[A set of records]
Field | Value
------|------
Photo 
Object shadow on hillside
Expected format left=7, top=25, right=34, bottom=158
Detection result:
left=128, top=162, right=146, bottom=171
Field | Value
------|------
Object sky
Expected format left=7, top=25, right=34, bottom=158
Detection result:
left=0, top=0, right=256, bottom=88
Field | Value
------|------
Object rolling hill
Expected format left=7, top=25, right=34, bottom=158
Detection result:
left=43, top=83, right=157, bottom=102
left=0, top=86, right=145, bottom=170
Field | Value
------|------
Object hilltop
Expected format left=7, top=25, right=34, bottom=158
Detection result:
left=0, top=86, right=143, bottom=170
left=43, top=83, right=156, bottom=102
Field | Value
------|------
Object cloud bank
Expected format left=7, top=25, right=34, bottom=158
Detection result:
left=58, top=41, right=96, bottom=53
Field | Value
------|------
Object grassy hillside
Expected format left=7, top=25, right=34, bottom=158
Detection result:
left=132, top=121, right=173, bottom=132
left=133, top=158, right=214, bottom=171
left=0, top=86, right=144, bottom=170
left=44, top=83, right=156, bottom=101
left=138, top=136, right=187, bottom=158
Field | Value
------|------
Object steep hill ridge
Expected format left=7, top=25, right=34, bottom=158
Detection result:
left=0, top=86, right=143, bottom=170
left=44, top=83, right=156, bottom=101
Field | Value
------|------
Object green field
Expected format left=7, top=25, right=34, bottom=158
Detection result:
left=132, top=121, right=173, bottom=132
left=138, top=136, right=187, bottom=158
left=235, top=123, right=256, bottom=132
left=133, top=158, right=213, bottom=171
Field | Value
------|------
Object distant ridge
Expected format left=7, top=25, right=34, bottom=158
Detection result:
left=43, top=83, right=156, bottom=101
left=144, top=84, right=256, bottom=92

* [TASK INSTRUCTIONS]: List every line in the records that contains the string "Object"; the match is case-sensitive.

* [TASK SOLUTION]:
Object shadow on hillside
Object sky
Object rolling hill
Object hilltop
Object cloud bank
Object grassy hillside
Object steep hill ridge
Object green field
Object distant ridge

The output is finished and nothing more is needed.